Given task:
Only the run of lines from the one containing "the window shutter" through the last line should be returned, exactly as written.
======== Record extracts ========
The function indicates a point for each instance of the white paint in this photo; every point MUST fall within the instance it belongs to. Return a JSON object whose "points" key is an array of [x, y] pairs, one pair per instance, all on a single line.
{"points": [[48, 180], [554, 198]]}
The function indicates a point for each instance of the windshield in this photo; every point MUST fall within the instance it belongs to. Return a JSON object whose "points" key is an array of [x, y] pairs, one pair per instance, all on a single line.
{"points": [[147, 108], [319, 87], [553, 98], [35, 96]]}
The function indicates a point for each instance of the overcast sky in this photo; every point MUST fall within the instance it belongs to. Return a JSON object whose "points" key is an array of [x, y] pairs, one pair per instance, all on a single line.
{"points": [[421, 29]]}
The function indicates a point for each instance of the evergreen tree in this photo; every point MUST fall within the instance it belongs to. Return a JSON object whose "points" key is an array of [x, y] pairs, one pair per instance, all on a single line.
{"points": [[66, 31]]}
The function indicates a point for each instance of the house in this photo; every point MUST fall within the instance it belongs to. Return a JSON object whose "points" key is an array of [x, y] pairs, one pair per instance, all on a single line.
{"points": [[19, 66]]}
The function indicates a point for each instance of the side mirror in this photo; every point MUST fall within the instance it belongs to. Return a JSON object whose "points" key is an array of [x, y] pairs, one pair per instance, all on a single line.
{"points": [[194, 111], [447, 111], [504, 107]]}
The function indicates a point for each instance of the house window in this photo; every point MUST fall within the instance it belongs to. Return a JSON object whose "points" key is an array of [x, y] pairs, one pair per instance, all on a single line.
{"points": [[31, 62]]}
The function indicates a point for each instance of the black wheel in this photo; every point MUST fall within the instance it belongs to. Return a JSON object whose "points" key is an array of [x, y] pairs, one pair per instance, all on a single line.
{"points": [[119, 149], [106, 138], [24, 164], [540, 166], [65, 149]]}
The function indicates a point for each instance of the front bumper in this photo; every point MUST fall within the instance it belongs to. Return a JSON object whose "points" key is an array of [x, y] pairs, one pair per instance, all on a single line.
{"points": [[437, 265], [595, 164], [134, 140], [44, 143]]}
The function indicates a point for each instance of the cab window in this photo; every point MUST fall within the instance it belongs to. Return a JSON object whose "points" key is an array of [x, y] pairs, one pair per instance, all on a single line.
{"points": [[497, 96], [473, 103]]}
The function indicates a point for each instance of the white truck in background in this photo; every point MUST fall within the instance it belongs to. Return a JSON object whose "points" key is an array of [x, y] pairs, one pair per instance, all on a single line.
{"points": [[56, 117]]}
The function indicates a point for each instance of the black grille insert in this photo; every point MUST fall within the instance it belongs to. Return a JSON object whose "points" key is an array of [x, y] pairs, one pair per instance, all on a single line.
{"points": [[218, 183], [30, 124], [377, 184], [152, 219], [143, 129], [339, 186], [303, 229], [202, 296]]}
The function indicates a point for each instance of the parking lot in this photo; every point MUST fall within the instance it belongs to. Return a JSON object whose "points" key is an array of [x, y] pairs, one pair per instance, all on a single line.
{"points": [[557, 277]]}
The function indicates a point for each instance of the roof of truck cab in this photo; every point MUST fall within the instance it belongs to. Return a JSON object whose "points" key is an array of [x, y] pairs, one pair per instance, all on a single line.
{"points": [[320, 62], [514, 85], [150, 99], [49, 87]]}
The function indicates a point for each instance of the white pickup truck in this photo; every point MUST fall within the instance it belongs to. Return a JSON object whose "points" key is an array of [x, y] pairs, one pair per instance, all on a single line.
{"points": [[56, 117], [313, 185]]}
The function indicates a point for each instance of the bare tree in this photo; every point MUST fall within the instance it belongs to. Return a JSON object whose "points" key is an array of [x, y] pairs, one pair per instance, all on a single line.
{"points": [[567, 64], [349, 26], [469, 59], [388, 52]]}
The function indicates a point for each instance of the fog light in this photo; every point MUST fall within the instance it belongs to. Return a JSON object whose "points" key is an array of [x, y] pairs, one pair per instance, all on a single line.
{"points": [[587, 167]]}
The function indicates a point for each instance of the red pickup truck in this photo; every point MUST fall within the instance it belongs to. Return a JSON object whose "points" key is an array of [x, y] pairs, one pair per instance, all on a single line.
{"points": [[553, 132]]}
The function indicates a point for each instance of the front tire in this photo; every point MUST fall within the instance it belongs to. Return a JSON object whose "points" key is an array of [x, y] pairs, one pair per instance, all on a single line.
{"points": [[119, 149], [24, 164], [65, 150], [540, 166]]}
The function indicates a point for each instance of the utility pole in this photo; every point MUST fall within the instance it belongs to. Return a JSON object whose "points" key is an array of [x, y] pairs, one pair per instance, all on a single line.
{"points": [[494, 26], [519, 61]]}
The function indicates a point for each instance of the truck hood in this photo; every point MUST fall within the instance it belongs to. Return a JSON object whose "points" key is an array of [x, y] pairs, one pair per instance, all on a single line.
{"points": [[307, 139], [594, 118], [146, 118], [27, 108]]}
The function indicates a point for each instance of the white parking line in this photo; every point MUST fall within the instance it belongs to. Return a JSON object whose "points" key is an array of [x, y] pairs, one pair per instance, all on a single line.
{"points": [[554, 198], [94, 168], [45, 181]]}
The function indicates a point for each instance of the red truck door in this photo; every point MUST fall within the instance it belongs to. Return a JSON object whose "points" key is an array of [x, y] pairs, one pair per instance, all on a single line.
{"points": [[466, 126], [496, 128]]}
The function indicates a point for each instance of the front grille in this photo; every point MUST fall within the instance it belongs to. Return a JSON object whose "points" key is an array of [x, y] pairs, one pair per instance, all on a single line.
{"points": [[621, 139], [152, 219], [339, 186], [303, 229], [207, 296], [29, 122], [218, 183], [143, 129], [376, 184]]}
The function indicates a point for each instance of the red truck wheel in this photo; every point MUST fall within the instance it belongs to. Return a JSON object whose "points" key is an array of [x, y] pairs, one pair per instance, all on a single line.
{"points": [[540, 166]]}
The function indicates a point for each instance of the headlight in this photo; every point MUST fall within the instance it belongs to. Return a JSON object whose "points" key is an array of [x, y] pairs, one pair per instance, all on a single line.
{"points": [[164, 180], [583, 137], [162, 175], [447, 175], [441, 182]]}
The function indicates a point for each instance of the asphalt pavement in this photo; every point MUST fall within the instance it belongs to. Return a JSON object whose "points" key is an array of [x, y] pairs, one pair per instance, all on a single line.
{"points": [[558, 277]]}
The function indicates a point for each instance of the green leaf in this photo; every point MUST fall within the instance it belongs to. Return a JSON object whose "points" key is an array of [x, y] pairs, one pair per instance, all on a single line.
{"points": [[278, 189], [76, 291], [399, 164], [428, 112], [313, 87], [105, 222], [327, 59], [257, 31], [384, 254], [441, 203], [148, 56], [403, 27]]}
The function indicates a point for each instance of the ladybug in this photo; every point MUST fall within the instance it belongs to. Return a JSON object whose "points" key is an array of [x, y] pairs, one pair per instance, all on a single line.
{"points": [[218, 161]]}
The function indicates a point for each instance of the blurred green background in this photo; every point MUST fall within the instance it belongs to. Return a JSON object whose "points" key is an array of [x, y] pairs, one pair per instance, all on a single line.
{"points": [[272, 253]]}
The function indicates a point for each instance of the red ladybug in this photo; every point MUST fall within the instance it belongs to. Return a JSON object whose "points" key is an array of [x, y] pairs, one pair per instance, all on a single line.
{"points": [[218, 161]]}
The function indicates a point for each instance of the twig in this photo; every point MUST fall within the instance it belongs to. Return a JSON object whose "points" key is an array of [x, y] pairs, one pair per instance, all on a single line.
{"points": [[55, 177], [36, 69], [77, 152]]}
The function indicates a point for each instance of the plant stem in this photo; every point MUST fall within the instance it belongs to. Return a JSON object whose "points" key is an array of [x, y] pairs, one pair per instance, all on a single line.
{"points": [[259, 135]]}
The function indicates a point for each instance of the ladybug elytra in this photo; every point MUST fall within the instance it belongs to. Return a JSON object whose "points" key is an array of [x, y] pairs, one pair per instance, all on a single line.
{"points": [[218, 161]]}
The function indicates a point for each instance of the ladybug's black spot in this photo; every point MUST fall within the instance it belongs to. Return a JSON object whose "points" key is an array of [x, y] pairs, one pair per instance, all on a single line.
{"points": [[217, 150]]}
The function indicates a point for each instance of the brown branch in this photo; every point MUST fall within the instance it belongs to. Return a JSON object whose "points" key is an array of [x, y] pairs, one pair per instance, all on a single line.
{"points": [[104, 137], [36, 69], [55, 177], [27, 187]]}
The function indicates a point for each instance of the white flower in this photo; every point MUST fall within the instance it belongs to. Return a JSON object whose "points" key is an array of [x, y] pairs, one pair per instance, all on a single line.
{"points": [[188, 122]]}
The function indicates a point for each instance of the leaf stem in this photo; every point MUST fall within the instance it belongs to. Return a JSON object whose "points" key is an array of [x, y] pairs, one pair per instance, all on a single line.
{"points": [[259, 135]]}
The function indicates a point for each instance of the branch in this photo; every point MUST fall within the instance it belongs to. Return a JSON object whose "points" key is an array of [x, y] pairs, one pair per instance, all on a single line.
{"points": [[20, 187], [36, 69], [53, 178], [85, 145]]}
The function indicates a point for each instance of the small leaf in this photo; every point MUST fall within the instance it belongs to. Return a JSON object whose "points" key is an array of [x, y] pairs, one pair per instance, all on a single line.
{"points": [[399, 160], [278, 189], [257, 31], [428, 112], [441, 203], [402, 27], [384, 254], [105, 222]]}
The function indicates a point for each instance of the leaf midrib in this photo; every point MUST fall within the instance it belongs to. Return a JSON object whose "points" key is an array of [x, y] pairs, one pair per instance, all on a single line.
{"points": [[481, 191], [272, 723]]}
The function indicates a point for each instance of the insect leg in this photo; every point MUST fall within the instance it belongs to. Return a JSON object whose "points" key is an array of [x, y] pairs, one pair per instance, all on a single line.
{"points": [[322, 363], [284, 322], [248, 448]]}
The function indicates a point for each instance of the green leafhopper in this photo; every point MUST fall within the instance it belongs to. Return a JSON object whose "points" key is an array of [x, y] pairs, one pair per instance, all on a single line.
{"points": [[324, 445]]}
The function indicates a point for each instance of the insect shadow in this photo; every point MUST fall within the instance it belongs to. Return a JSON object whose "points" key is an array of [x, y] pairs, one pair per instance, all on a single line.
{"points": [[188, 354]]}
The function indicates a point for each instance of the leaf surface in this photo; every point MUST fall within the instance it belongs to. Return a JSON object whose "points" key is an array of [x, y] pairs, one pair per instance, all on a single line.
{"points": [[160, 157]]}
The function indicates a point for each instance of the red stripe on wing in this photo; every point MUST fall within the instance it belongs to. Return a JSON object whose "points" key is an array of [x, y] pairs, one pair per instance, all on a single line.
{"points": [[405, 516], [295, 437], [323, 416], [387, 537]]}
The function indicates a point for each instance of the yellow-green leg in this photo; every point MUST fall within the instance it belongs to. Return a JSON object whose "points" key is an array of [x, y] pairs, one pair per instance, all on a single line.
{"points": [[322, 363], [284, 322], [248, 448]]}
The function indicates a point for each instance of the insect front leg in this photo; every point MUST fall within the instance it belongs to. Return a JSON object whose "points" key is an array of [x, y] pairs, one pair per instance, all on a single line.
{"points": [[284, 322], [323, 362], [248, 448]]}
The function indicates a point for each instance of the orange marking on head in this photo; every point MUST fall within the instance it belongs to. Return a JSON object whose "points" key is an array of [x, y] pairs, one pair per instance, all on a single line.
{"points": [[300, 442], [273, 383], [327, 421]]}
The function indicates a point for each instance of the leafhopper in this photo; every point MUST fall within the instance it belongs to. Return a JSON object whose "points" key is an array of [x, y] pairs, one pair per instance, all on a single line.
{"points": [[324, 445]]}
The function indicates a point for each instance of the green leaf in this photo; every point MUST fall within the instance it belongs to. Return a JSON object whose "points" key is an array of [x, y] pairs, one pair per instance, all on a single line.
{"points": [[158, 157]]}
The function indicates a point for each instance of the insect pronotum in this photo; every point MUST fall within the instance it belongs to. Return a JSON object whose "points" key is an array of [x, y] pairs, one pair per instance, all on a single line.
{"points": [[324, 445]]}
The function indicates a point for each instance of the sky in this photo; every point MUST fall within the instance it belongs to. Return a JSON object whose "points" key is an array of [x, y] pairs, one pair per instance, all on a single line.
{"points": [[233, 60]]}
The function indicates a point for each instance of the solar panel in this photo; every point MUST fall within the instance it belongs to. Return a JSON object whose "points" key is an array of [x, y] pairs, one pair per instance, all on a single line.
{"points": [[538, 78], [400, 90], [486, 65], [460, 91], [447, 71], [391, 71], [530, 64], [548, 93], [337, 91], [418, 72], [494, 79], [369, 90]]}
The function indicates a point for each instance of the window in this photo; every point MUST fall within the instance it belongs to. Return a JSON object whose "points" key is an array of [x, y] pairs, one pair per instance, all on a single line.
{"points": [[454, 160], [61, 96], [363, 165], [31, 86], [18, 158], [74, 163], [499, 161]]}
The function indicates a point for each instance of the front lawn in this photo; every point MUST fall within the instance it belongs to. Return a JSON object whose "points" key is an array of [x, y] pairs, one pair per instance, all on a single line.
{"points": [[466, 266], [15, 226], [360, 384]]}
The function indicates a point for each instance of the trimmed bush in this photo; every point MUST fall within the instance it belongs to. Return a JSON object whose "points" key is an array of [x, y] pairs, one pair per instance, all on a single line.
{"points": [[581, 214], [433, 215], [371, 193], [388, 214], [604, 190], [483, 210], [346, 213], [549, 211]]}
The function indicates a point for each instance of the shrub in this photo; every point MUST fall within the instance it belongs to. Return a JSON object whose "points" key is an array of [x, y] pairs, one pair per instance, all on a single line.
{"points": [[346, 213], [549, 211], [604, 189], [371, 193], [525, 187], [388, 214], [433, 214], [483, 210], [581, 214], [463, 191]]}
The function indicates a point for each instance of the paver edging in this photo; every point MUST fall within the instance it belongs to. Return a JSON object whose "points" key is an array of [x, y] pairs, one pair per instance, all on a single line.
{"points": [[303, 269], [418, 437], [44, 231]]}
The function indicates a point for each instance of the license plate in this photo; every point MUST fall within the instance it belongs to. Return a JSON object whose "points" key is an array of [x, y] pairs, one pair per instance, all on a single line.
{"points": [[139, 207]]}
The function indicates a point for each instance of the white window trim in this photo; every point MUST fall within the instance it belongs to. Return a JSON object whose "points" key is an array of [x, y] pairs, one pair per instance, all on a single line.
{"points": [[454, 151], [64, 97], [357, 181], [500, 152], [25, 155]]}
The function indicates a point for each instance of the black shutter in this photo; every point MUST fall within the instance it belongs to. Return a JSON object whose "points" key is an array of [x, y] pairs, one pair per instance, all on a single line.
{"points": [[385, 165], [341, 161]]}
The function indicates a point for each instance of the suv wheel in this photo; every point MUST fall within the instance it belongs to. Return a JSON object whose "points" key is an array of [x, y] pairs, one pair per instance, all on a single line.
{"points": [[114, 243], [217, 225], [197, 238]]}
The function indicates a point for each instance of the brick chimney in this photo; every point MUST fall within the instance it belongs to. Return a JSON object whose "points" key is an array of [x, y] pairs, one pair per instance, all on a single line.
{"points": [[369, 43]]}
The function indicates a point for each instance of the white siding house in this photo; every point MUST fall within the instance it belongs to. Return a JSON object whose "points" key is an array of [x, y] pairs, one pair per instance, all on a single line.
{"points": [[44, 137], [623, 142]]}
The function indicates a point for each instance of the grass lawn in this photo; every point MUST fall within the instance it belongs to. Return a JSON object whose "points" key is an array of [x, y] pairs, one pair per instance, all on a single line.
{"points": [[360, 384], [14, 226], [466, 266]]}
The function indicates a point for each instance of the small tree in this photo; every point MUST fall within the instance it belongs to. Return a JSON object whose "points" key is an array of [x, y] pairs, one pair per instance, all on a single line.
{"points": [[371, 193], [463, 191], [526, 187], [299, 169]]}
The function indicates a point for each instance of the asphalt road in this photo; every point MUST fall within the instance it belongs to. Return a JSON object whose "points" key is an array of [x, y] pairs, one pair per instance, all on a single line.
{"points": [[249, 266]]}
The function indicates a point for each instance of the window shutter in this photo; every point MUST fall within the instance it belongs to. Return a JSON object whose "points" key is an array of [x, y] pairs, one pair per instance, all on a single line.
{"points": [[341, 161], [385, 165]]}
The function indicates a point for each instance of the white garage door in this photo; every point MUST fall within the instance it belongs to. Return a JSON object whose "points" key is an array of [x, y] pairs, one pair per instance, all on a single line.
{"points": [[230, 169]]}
========
Full solution:
The function indicates a point for each instance of the window shutter in this photo; every point MUST fall within the instance it belongs to. Return a JSON object whose "points" key is an array of [x, y] pairs, one pair per instance, all on a single line.
{"points": [[341, 161], [385, 165]]}
The function indicates a point for each instance of the white garage door in this photo; every point MUST fall within the instance it belongs to. Return a JSON object whose "points" key is an array of [x, y] pairs, one pair per instance, all on a single line.
{"points": [[230, 169]]}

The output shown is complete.